- Texte
════

L’année démarrait à peine que je pensais avoir trouvé en février mon pire jeu de l’année en chroniquant Clive ’N’ Wrench pour The Pixel Post. Puis Redfall est passé par là début mai et m’a fait reconsidérer ma position. «Hold my beer, my precioooooussssss…». Purée, même cette imitation est ratée.
Certes, j’aurais pu m’en douter. J’ai même été prévenu, mais, naïvement, j’ai trouvé l’idée de départ suffisamment intéressante pour espérer de ce Lord of the Rings: Gollum un petit AA certes pas bien joli, mais proposant un platformer et jeu d’infiltration correct, un peu à la Styx. Et je n’ai à vrai dire pas tellement besoin de faire durer le suspense : toute la presse s’est déchaînée sur le titre de Nacon et Daedalic Entertainment, rapidement rejointe par les joueurs et joueuses, qui n’ont pas traîné à se faire rembourser le jeu, à poster des critiques terriblement négatives sur Steam, et à commenter massivement sous le triste communiqué d’excuses du développeur.
Daedalic, d'accord, mais Entertainment…
Avant de me joindre au mouvement des détracteurs de Gollum – car, comme tout le monde, j’ai parfaitement détesté chaque instant passé sur le titre – je souhaite tout de même contextualiser deux-trois choses à propos de Daedalic Entertainment, en charge du développement. Ce studio allemand, racheté par Nacon en février 2022 pendant le développement de Gollum, est habituellement connu pour ses point & click à l’ancienne – Deponia, The Whispered World, The Night of the Rabbit – à base de décors faits main, d’emphase sur le scénario et les personnages et d’énigmes incompréhensibles sans un guide sur les genoux. Malgré quelques incursions – pas forcément réussies – dans le RPG avec Blackguards, le jeu d’aventure narratif en 2D reste le cœur de leur savoir-faire, que l’on aime ou non leurs productions.

════

- Données extraites
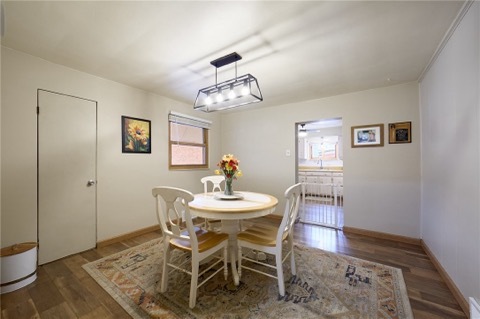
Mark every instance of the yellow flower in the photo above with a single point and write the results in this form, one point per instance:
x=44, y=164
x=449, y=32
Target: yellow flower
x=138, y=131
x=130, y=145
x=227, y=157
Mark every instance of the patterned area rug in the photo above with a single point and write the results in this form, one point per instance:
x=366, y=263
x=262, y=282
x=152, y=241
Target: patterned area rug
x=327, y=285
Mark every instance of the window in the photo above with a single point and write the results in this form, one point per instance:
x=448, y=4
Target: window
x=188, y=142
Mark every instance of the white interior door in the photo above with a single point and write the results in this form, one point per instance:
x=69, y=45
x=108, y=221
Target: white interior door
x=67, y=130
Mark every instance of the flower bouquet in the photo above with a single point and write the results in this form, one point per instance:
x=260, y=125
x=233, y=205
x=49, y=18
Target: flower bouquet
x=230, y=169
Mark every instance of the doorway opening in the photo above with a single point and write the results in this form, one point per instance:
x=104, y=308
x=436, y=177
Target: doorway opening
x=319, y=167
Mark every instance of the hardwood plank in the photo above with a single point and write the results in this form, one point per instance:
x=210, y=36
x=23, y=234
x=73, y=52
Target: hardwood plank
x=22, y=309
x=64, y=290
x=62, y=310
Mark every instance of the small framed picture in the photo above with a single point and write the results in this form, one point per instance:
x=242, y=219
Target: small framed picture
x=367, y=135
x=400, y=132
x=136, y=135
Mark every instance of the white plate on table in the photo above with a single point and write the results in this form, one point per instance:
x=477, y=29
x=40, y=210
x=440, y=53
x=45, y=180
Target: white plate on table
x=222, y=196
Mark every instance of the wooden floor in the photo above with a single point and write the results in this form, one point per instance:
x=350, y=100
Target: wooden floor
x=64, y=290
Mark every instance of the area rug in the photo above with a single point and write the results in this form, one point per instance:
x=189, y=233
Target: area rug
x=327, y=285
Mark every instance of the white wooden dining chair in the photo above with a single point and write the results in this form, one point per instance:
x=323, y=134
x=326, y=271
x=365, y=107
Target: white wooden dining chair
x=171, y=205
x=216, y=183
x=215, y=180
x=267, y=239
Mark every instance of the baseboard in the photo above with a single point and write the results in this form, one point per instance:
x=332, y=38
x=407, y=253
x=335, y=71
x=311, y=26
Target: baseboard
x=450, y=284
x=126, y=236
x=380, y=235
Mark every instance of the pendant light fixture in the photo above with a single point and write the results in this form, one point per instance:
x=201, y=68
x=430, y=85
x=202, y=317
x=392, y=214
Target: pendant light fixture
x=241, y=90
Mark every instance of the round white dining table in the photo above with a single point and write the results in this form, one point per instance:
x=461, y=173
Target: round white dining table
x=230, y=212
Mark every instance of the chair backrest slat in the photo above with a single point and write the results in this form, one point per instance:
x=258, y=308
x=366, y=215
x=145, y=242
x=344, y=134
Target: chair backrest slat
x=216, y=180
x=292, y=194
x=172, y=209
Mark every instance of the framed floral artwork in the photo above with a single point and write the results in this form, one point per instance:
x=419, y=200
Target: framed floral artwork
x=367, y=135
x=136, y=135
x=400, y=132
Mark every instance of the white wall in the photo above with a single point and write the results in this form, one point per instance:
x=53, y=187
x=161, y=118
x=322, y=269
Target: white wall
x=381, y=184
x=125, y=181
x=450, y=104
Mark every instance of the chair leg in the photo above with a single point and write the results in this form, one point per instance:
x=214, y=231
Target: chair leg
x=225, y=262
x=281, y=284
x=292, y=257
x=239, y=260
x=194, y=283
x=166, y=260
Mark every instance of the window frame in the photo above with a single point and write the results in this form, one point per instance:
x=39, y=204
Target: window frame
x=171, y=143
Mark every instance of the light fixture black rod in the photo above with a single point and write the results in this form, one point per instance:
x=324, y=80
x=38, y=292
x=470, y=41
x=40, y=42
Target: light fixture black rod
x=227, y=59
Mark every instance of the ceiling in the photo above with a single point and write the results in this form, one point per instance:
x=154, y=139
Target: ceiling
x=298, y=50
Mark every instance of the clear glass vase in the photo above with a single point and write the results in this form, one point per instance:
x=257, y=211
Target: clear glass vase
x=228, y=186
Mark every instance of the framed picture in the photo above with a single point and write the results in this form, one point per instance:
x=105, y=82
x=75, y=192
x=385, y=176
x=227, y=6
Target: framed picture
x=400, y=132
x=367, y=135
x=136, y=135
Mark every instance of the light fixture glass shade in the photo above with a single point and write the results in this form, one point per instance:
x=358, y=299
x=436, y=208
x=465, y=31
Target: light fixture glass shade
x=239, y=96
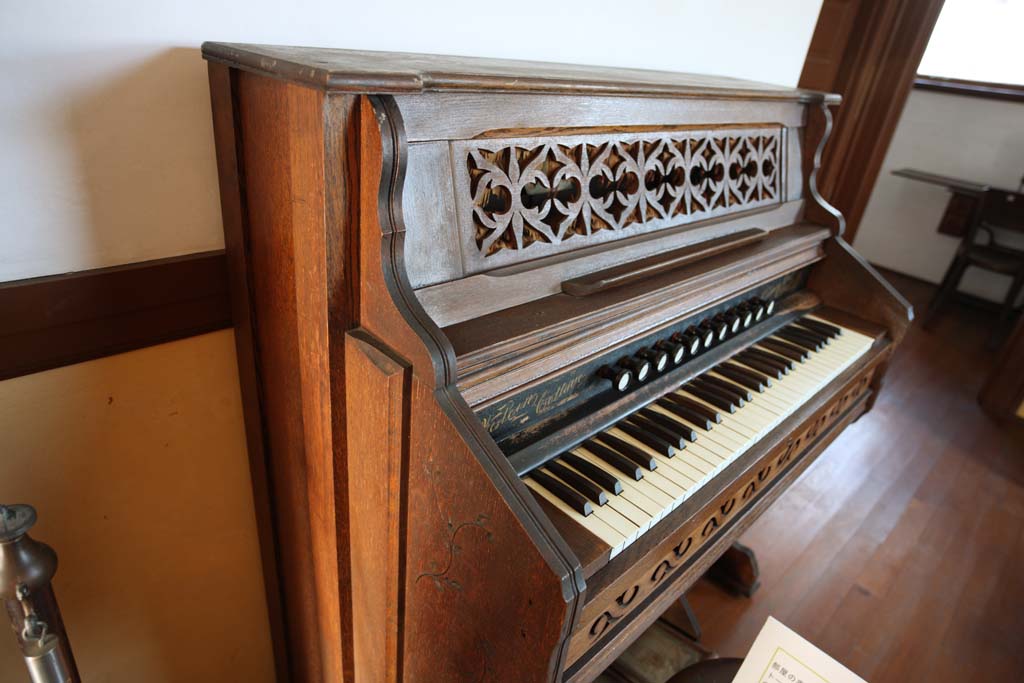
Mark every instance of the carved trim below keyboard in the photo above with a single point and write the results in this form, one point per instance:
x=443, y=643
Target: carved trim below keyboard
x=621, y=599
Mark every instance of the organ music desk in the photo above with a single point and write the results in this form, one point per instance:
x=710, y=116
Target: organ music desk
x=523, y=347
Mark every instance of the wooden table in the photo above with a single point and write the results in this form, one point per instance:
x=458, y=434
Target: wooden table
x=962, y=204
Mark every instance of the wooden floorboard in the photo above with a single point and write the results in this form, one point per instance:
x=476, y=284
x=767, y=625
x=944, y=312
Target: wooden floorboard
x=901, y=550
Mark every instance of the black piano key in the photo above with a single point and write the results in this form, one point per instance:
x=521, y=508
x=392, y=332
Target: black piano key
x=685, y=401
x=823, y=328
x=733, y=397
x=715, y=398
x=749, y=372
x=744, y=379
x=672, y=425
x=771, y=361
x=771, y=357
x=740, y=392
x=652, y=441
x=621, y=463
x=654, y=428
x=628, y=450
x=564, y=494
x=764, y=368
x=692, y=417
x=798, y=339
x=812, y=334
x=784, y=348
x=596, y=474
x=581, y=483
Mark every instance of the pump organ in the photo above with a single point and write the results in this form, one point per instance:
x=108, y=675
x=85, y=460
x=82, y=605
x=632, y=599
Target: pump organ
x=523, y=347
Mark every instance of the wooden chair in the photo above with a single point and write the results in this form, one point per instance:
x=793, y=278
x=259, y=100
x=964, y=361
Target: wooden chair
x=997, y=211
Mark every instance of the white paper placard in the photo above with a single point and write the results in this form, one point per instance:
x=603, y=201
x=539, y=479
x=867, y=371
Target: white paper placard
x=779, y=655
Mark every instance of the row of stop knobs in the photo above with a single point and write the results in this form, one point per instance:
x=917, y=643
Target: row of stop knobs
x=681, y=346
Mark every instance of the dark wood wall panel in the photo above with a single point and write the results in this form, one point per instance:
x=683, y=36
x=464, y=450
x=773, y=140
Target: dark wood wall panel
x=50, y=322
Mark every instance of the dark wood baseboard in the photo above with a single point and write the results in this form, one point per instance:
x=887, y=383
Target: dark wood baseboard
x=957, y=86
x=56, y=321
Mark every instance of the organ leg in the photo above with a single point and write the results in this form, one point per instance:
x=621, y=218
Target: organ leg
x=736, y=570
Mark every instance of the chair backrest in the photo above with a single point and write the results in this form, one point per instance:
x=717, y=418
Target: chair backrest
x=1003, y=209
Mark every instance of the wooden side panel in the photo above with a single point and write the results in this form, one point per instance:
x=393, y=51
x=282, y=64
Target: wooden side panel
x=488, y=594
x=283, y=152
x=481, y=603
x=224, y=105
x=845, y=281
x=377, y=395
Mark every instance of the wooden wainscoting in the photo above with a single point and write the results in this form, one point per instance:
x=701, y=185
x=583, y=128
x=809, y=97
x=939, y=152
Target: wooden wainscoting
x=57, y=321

════

- Consignes
1: Transcrivez la partie de la critique qui commence à « Certes, j’aurais pu » et se termine à « d’excuses du développeur. ».
2: Extrayez chaque ligne des enregistrements qui contient la chaîne « glass ». La casse compte.

- Réponses complètes
1:
Certes, j’aurais pu m’en douter. J’ai même été prévenu, mais, naïvement, j’ai trouvé l’idée de départ suffisamment intéressante pour espérer de ce Lord of the Rings: Gollum un petit AA certes pas bien joli, mais proposant un platformer et jeu d’infiltration correct, un peu à la Styx. Et je n’ai à vrai dire pas tellement besoin de faire durer le suspense : toute la presse s’est déchaînée sur le titre de Nacon et Daedalic Entertainment, rapidement rejointe par les joueurs et joueuses, qui n’ont pas traîné à se faire rembourser le jeu, à poster des critiques terriblement négatives sur Steam, et à commenter massivement sous le triste communiqué d’excuses du développeur.

2:
Mark every instance of the clear glass vase in the photo above with a single point and write the results in this form, one point per instance:
Target: clear glass vase
Mark every instance of the light fixture glass shade in the photo above with a single point and write the results in this form, one point per instance:
Target: light fixture glass shade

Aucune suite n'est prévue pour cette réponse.